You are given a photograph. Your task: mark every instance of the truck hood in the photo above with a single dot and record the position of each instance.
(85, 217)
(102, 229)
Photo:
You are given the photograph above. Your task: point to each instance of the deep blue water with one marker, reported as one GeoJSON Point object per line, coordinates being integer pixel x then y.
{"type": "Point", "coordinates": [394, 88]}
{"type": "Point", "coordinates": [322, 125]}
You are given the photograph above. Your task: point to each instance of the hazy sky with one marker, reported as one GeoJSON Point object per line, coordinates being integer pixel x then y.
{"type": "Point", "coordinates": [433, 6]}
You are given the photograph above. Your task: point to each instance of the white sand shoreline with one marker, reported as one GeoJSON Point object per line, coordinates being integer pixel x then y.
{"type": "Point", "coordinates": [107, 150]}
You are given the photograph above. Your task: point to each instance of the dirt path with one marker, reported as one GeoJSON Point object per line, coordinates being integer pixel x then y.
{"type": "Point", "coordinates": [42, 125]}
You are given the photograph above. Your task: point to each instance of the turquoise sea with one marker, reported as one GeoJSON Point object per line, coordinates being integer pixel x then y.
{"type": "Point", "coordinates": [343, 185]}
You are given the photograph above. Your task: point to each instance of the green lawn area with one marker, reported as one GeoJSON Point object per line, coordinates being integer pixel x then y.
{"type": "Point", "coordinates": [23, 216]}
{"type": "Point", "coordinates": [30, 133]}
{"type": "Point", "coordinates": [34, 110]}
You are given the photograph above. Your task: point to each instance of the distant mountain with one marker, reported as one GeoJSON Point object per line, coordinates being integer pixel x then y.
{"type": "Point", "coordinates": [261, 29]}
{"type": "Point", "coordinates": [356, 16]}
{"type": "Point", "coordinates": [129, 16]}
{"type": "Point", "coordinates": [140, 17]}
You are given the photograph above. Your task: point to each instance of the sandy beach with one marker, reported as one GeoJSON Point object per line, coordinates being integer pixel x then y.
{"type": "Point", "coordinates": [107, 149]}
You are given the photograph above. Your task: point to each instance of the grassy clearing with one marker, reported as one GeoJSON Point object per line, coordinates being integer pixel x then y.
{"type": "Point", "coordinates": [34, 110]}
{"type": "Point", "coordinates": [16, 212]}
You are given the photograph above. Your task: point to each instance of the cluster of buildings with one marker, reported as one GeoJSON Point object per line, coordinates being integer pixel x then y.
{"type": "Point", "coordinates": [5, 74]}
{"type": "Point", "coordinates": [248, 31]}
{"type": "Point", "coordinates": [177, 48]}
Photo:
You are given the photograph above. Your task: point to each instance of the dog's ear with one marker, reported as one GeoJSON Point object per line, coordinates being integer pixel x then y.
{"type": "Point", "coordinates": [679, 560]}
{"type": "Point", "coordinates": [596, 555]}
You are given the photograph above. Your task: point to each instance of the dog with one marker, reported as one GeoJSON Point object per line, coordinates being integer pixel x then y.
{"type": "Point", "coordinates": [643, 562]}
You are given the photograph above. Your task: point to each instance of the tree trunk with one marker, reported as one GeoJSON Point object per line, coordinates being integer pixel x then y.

* _How to complete this task_
Every word in the records must appear in your copy exactly as it does above.

* _Solution to the exercise_
You are given a photograph. Your task: mark every instance of the truck hood in the photo above with a single dot and record the position of each instance.
(85, 217)
(102, 229)
Photo:
You are given the photograph above. Your task: point to each instance of the deep blue water with one marker, reported as one GeoJSON Point object per line, coordinates being integer pixel x then y.
{"type": "Point", "coordinates": [394, 88]}
{"type": "Point", "coordinates": [322, 125]}
You are given the photograph above. Your task: point to each instance of the hazy sky with one marker, reported as one GeoJSON Point object per line, coordinates being integer pixel x then y.
{"type": "Point", "coordinates": [433, 6]}
You are given the photograph above. Your task: point to each instance of the white sand shoreline with one marker, reported as one GeoJSON Point object per line, coordinates being integer pixel x then y.
{"type": "Point", "coordinates": [107, 150]}
You are given the photograph above. Your task: point to each instance of the dirt path with one marker, reported as one GeoJSON Point object per line, coordinates being integer pixel x then y.
{"type": "Point", "coordinates": [42, 125]}
You are given the photograph above. Your task: point to each instance of the turquoise sea with one marker, reported as one GeoJSON Point object per line, coordinates being integer pixel x then y.
{"type": "Point", "coordinates": [343, 185]}
You are given the photograph above. Your task: point to each instance of the green lawn area with one marker, reported as one GeoJSON Point object per line, coordinates being integer pixel x then y.
{"type": "Point", "coordinates": [23, 216]}
{"type": "Point", "coordinates": [30, 133]}
{"type": "Point", "coordinates": [34, 110]}
You are given the photograph above. Your task: point to each instance of the distant mountain with one marker, reported as one GeoJSON Point object per line, coordinates being integer pixel x then y.
{"type": "Point", "coordinates": [261, 29]}
{"type": "Point", "coordinates": [356, 16]}
{"type": "Point", "coordinates": [129, 16]}
{"type": "Point", "coordinates": [140, 17]}
You are given the photograph above. Your task: point to each instance of the sandy beach with one marker, reported as one GeoJSON Point object per line, coordinates being integer pixel x then y.
{"type": "Point", "coordinates": [107, 149]}
You are given the photograph above. Your task: point to each instance of the grassy clearing with one marker, reported as one GeoJSON Point object per line, coordinates being integer pixel x then y.
{"type": "Point", "coordinates": [34, 110]}
{"type": "Point", "coordinates": [16, 212]}
You are given the photograph above. Your task: point to each instance of the cluster of buildings with one marker, reported as one GeoJSON Point object per line, coordinates being integer pixel x then y.
{"type": "Point", "coordinates": [5, 74]}
{"type": "Point", "coordinates": [248, 31]}
{"type": "Point", "coordinates": [177, 48]}
Photo:
You are given the photograph above. Your task: point to each instance of the dog's ear with one marker, reported as one GeoJSON Point object per line, coordinates being integer pixel x then y.
{"type": "Point", "coordinates": [679, 560]}
{"type": "Point", "coordinates": [596, 555]}
You are given the photograph above. Your task: point to each instance of the dog with one marker, reported as one GeoJSON Point object per line, coordinates being integer pixel x then y.
{"type": "Point", "coordinates": [643, 562]}
You are given the photograph above. Your task: point to each instance of the tree trunk with one marker, reported as one GeoJSON Point object per line, coordinates being integer pixel x then y.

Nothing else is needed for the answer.